The Impact of Unpredictable Data Protection

Most production IT projects are planned months, if not years, in advance of deployment. However, advanced planning of infrastructure upgrades for the data protection architecture seldom occurs. The problem is that updates to the backup infrastructure can often be expensive and because they are not budgeted, the organization is forced to scramble to allocate funds toward the project. Reallocation of funds means that other projects are delayed or not rolled out to their original scale. The lack of planning also forces the organization to pay extra by not spending the appropriate time finding more cost-effective solutions.

The lack of predictable data protection spend cycles means that sometimes funds just can’t be allocated and IT is forced to cobble a solution (workaround) together to provide some means of protection. Finding funds is especially problematic when IT budgets are flat or declining. While creative, workarounds increase risk. The workaround may not provide frequent enough protection nor provide rapid enough recovery.

There is also a ripple effect of stretching the data protection process to protect a new application or environment in that it may leave incumbent environments more exposed to data loss or slower than originally promised recovery times.

The lack of budget planning also forces organizations to continue to use legacy data protection platforms that don’t have advanced abilities regarding backup performance, rapid recovery, cloud support, and long-term data protection. These legacy platforms often require dedicated administration which increases the total cost of ownership.

Even if the organization decides to switch data protection platforms, it may not be able to since costs typically increase temporarily as the new solution is brought in and the old solution is phased out. For a time, the organization needs to run both solutions, and during that time, costs are effectively doubled.
+===+
■ WHAT YOU WILL DO
- 1) From the passage on unpredictable data protection, repeat word for word the portion between "The lack of budget" and "cost of ownership.", inclusive.
- 2) In the passage on unpredictable data protection, under what budget conditions is finding funds especially problematic?
+===+
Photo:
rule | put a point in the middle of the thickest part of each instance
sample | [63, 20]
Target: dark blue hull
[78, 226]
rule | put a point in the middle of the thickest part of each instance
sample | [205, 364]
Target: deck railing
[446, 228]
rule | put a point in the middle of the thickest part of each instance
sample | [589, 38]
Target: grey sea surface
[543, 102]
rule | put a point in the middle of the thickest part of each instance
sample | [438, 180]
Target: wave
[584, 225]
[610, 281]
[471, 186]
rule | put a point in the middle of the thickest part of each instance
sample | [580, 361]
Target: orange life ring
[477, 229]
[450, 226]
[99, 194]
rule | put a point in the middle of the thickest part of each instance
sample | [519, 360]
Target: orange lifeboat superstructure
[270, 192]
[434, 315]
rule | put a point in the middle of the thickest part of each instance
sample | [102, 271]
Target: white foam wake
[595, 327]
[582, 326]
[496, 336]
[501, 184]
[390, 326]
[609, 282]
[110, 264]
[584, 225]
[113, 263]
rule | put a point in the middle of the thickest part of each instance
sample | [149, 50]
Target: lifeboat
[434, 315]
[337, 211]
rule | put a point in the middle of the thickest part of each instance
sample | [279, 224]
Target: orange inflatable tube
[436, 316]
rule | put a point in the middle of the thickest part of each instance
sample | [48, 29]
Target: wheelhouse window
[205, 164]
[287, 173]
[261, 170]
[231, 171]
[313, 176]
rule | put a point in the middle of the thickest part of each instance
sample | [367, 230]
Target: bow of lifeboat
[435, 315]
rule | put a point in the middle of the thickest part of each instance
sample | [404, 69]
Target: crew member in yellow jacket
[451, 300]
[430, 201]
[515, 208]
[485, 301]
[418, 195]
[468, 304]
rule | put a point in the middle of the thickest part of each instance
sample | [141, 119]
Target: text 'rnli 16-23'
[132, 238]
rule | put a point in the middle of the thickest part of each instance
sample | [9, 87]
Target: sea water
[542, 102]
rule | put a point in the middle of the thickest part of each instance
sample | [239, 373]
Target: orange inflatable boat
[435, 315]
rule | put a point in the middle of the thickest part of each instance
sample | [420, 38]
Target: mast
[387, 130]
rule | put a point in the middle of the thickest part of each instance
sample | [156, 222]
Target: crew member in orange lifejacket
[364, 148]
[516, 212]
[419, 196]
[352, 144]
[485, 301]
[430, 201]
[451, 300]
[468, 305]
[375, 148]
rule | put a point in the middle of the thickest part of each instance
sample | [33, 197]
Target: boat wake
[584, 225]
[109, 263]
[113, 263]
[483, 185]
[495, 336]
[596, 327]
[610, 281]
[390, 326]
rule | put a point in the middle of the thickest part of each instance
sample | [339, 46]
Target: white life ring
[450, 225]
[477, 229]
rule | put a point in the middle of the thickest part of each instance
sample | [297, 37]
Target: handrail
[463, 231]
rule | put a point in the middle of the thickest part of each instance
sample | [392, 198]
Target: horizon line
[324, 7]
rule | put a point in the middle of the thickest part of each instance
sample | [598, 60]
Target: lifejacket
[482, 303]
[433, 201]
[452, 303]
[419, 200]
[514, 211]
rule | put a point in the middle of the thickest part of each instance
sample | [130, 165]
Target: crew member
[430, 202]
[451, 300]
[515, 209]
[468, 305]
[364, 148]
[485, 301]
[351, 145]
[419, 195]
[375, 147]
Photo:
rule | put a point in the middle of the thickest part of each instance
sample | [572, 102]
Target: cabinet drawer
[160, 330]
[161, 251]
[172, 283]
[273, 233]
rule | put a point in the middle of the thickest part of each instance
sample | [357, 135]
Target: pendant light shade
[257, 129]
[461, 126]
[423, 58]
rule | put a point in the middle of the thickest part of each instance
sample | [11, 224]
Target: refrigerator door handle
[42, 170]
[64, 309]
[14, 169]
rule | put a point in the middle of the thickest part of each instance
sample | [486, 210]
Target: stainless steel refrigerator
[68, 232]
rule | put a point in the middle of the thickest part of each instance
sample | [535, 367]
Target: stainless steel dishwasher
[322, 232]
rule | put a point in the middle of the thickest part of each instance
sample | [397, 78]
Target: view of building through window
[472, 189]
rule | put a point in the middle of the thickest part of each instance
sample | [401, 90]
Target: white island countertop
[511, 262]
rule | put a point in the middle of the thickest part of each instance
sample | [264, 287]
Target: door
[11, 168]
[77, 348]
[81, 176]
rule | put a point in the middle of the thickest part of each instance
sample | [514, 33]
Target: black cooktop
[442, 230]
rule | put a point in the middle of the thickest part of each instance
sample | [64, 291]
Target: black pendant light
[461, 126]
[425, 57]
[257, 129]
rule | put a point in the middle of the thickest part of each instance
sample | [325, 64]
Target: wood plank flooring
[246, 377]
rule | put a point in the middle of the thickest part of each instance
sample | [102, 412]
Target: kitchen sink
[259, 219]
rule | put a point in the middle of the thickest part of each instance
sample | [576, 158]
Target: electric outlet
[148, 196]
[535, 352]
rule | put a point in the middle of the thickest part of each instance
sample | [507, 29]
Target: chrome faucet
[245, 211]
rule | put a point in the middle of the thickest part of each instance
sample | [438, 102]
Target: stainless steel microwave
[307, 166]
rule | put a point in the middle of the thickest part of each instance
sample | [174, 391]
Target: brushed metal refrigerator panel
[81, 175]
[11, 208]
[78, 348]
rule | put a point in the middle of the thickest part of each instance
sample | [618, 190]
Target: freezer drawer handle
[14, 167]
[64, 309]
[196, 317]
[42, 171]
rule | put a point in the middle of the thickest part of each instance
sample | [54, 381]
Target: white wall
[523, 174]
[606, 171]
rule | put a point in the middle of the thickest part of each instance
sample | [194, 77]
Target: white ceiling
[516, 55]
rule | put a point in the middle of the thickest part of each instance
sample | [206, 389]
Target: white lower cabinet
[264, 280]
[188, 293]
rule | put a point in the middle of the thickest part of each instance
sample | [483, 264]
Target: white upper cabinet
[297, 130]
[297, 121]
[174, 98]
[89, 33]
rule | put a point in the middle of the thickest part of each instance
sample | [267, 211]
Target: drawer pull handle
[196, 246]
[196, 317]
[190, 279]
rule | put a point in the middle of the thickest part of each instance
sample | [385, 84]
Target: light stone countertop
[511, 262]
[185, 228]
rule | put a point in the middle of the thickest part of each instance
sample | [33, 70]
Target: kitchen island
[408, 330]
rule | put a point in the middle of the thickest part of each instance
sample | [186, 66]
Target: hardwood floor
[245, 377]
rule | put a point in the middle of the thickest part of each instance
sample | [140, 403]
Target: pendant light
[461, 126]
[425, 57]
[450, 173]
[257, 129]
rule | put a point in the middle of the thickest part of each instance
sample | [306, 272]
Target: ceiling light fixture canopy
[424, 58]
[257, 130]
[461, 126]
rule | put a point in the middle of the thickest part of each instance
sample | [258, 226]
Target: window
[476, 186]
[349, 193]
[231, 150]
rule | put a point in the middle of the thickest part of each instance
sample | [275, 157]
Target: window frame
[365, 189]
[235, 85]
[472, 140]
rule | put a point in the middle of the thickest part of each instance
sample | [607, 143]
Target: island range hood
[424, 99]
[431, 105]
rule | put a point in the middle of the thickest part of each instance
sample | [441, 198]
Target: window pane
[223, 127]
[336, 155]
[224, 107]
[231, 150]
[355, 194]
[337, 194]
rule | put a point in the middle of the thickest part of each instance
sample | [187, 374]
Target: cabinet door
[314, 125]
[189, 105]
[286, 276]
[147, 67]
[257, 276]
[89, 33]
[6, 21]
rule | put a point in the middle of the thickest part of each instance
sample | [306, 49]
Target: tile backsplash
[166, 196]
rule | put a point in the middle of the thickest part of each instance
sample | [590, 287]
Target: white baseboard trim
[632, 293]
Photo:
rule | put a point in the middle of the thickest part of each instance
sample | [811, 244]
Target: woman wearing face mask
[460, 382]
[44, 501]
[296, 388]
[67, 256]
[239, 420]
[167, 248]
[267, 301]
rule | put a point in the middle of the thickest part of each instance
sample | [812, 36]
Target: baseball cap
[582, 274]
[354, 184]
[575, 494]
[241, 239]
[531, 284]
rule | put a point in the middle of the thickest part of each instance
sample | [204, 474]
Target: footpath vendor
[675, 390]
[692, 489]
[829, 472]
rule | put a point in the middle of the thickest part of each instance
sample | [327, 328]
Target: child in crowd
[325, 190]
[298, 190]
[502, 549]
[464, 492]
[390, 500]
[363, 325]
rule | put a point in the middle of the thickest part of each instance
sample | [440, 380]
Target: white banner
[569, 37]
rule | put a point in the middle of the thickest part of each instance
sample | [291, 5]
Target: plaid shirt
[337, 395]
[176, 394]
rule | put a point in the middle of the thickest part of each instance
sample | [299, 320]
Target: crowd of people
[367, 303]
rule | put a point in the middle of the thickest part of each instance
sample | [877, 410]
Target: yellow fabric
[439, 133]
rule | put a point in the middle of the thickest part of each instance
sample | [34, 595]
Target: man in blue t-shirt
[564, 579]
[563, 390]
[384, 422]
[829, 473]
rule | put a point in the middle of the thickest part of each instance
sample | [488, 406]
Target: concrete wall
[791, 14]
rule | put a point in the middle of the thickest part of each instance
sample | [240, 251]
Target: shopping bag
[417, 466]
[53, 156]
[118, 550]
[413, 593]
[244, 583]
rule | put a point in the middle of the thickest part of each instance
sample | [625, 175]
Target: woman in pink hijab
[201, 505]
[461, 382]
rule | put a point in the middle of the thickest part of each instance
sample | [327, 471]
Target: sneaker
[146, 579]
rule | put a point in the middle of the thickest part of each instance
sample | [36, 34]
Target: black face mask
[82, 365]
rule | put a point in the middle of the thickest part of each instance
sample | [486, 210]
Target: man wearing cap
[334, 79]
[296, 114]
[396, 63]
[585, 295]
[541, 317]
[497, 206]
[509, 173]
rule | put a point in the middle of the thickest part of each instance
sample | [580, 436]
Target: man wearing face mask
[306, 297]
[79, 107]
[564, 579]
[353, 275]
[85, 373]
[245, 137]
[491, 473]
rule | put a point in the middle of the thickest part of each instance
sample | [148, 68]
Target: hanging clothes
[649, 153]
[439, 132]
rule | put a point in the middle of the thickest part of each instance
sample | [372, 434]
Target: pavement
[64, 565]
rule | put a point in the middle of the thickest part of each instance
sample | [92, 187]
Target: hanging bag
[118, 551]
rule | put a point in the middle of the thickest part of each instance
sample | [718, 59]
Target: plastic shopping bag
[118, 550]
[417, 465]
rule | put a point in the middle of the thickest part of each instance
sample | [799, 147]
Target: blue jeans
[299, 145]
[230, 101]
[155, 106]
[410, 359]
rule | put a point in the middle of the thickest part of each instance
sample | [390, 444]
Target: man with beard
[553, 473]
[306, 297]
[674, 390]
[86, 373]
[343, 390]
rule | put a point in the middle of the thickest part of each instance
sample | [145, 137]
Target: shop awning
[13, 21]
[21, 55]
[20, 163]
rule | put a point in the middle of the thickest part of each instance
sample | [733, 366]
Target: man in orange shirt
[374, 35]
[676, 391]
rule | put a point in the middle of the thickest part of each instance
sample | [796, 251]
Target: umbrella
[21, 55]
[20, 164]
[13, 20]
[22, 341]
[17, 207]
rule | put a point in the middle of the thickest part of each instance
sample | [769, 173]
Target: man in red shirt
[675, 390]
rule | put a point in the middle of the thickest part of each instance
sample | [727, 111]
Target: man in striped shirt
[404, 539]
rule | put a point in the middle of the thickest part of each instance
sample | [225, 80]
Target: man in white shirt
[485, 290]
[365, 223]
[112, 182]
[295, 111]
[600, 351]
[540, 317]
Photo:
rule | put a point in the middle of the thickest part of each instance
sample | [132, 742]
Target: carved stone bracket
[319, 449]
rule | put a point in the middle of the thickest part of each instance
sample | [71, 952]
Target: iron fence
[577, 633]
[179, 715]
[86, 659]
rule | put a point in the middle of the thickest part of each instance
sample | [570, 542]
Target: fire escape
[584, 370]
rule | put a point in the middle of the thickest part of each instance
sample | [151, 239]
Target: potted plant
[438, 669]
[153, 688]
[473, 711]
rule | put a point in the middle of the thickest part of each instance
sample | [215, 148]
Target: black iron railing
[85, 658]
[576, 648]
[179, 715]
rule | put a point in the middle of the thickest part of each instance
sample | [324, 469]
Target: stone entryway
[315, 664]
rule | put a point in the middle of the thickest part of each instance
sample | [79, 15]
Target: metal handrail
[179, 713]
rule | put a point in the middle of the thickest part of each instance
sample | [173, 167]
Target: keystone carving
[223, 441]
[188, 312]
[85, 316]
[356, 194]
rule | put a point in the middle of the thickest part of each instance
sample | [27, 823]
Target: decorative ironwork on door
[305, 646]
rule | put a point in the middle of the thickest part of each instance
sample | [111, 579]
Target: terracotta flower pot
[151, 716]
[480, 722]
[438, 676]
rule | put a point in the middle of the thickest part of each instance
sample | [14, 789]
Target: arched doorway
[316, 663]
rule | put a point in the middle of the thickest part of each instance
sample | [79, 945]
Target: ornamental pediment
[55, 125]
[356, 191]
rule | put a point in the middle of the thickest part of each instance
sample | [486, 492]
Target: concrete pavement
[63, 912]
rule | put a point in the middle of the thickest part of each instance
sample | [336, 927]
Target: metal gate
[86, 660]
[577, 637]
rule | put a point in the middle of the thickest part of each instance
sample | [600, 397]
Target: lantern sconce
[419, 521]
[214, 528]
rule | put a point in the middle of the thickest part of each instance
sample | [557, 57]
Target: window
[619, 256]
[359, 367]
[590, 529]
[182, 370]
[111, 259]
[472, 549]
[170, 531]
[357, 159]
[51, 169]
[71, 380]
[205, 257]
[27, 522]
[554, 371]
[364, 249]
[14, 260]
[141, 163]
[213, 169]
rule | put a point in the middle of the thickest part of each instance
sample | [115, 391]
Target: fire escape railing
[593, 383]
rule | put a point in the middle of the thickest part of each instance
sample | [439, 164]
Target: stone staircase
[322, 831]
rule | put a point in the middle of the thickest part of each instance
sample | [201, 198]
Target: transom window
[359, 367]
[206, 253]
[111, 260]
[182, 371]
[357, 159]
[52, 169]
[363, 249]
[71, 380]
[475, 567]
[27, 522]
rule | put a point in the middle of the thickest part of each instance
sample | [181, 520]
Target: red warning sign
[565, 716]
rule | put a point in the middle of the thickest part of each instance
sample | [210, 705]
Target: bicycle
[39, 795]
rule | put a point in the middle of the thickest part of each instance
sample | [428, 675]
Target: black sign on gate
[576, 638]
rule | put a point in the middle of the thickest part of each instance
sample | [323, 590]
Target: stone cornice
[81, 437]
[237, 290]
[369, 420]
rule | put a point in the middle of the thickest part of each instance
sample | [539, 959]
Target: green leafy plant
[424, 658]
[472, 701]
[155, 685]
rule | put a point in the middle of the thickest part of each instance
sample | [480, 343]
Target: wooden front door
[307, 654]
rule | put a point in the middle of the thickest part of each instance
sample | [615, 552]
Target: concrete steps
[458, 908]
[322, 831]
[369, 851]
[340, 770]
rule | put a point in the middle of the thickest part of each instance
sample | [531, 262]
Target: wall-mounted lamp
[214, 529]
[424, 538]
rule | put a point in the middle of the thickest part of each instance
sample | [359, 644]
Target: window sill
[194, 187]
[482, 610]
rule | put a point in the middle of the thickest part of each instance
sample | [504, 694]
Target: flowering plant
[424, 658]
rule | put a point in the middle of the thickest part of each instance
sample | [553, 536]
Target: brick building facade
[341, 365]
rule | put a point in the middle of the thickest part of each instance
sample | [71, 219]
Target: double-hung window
+===+
■ SOLUTIONS BELOW
- 1)
The lack of budget planning also forces organizations to continue to use legacy data protection platforms that don’t have advanced abilities regarding backup performance, rapid recovery, cloud support, and long-term data protection. These legacy platforms often require dedicated administration which increases the total cost of ownership.

- 2) When IT budgets are flat or declining.